**Data excerpts**
- - - - - - -
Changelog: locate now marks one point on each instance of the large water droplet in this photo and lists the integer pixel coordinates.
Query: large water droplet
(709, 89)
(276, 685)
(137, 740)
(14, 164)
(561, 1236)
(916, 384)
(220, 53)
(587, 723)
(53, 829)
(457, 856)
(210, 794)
- - - - - - -
**DIRECTIONS**
Word for word, copy out all the data given above.

**EXERCISE ANSWER**
Changelog: locate now marks one point on each instance of the large water droplet in this photo and lists the integer pixel coordinates.
Query: large water droplet
(709, 89)
(276, 685)
(137, 740)
(14, 164)
(561, 1236)
(916, 384)
(220, 53)
(587, 723)
(53, 829)
(457, 856)
(210, 794)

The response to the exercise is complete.